**SET EXERCISE**
Format everything below, from the line containing "Target: stone window frame" down to the last line of the data, as a numbered list with blank lines left out.

┌─ EXTRACTED RECORDS

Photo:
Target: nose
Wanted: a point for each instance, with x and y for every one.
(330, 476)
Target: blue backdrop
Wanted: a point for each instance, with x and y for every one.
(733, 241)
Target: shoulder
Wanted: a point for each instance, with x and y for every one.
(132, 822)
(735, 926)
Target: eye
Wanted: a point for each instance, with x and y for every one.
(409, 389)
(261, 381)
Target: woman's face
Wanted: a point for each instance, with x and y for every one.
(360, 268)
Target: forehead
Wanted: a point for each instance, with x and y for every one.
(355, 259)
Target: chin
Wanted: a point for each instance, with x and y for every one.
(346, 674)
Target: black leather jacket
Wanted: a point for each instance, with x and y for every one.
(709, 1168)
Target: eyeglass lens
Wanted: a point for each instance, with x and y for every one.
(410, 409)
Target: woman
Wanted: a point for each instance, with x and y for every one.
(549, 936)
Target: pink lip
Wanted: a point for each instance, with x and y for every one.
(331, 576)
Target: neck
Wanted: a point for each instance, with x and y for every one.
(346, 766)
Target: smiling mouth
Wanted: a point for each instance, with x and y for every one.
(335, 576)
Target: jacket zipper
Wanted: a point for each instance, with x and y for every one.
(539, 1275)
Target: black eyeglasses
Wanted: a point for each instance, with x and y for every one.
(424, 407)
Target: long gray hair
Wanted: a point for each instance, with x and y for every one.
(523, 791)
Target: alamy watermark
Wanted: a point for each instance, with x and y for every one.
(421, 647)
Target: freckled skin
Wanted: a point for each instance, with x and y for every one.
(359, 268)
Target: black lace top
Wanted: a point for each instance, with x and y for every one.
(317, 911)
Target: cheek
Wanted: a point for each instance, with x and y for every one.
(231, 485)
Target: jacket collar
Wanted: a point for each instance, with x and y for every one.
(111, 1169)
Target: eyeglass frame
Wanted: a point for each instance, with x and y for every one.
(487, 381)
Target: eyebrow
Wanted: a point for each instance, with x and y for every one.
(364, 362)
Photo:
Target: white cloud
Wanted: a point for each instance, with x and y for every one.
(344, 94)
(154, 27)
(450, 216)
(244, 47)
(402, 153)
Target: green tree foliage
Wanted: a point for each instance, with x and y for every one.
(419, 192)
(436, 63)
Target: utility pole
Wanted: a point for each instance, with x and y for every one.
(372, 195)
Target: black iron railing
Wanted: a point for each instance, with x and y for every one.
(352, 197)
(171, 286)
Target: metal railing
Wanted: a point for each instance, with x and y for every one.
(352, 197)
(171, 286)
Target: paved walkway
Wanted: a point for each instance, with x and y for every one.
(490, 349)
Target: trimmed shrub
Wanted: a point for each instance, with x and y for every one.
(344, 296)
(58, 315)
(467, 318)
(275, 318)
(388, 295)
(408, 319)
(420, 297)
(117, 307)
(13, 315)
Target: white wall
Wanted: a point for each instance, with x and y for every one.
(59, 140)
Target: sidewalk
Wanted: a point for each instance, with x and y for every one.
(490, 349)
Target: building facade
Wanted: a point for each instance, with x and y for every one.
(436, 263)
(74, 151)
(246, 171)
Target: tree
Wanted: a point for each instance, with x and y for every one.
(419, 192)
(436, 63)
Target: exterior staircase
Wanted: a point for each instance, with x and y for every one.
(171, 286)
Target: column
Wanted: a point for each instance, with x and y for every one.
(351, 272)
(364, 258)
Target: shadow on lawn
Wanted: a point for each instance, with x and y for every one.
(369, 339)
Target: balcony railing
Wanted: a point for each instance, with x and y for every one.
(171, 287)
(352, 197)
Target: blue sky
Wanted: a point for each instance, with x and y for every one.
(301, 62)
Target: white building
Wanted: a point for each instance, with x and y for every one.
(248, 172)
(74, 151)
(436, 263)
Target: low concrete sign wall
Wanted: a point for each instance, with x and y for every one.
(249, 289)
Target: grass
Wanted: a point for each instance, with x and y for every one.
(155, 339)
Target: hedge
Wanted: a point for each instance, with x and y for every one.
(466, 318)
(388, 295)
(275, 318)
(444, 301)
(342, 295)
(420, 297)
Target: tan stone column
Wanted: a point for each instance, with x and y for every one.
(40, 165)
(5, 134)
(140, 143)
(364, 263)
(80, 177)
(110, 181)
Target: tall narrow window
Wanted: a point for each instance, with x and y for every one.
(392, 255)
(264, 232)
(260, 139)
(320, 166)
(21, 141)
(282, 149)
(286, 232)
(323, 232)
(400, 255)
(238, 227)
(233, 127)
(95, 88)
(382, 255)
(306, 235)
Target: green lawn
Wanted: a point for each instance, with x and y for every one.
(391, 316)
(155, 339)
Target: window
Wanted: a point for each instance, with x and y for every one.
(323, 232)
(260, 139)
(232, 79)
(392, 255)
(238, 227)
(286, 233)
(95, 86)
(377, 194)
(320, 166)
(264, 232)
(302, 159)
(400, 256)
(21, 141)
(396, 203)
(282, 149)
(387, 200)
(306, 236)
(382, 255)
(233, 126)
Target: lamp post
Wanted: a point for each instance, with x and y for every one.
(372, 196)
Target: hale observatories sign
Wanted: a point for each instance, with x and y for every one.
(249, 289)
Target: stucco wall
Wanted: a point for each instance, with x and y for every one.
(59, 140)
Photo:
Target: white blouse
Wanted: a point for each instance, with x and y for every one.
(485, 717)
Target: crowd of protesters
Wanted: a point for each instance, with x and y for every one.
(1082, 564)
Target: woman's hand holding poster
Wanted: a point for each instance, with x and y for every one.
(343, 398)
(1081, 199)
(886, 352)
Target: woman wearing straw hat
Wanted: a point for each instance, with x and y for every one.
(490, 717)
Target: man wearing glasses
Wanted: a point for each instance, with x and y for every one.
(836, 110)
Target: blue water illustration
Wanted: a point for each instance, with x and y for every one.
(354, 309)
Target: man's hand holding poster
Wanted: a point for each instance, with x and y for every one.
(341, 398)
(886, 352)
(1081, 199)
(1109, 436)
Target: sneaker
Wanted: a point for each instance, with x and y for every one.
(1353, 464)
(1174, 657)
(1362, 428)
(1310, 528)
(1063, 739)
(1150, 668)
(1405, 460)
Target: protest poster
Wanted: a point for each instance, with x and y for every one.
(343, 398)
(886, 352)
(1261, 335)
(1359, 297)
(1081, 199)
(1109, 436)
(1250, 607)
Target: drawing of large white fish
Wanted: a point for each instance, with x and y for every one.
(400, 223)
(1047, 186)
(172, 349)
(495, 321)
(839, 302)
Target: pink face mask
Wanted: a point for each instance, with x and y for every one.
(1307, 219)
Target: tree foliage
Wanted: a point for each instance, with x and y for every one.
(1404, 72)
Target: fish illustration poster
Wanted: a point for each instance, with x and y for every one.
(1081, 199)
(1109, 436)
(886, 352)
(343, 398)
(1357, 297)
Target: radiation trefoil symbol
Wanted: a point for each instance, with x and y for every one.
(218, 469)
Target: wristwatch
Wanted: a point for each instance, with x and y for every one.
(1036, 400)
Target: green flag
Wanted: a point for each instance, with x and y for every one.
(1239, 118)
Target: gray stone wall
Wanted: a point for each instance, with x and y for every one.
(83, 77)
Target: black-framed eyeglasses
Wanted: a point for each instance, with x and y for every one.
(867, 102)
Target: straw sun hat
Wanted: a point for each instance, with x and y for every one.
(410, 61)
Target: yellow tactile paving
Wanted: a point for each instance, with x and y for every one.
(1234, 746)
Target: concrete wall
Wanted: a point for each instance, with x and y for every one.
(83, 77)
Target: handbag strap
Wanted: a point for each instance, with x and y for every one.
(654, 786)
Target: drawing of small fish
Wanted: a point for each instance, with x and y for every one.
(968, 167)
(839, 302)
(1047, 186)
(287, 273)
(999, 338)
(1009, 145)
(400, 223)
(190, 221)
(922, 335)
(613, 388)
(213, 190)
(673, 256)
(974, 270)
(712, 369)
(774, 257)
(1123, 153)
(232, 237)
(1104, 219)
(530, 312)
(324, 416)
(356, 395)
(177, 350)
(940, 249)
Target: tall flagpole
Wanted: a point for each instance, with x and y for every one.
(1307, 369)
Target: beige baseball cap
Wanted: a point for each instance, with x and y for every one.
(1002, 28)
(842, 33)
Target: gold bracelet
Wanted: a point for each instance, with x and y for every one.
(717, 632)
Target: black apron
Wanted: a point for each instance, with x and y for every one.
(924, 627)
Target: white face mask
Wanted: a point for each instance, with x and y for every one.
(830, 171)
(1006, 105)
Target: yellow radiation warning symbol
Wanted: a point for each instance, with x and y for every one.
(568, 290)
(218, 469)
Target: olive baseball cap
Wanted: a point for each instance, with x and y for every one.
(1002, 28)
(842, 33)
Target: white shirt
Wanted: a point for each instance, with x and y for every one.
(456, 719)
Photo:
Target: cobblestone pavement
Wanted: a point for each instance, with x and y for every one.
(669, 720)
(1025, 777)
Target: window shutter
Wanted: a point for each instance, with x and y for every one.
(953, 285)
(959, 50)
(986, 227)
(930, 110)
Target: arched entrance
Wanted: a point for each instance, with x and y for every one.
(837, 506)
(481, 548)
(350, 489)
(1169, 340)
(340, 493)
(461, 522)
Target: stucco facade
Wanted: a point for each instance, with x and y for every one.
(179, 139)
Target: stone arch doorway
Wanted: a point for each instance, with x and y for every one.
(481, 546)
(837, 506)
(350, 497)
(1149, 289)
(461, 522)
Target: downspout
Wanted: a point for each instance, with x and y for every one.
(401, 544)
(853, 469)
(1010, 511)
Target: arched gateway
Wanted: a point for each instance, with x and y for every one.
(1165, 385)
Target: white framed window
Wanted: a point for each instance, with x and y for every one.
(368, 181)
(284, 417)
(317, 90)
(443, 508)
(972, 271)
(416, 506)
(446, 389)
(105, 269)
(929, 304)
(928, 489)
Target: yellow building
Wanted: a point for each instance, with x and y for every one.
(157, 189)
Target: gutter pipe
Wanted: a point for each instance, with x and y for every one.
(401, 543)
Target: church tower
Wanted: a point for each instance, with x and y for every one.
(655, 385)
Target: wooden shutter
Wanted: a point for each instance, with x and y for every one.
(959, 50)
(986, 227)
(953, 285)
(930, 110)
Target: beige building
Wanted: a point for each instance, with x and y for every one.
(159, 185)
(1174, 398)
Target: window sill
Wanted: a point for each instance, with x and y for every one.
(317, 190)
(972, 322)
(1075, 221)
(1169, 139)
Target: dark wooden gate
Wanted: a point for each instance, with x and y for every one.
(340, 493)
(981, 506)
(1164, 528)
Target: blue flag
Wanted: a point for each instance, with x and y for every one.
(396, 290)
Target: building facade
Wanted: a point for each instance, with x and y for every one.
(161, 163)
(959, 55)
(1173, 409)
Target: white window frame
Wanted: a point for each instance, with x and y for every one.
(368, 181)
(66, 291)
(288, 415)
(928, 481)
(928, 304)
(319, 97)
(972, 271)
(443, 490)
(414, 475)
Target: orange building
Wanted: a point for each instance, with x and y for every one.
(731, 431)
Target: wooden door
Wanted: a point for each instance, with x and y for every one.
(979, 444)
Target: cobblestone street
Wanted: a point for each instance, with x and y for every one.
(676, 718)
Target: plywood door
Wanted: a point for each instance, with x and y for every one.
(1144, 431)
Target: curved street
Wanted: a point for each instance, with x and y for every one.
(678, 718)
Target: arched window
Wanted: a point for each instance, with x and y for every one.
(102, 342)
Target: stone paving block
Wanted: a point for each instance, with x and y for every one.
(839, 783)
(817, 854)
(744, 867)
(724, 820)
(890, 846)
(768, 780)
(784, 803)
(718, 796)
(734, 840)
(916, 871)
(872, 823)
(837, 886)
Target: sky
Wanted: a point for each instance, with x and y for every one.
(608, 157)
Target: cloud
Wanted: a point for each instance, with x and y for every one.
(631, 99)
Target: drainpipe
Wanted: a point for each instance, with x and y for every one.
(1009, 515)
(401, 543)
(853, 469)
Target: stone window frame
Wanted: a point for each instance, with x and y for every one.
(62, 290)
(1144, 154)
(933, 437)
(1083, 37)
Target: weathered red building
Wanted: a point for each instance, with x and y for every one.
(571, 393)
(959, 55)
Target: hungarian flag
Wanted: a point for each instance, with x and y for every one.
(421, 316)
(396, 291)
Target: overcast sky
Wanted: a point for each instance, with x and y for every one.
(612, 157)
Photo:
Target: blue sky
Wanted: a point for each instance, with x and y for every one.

└─

**SOLUTION BELOW**
1. Target: stone window frame
2. Wanted: a point for each instance, with x and y for every one.
3. (62, 290)
4. (1144, 154)
5. (933, 437)
6. (1083, 37)
7. Target: weathered red building
8. Wanted: a point for each instance, with x and y for every one.
9. (571, 393)
10. (959, 55)
11. Target: hungarian flag
12. Wanted: a point for each instance, with x and y for every one.
13. (421, 316)
14. (396, 291)
15. Target: overcast sky
16. Wanted: a point for each instance, with x and y for every one.
17. (612, 157)
18. Photo:
19. Target: blue sky
20. Wanted: a point for each instance, with x and y for every one.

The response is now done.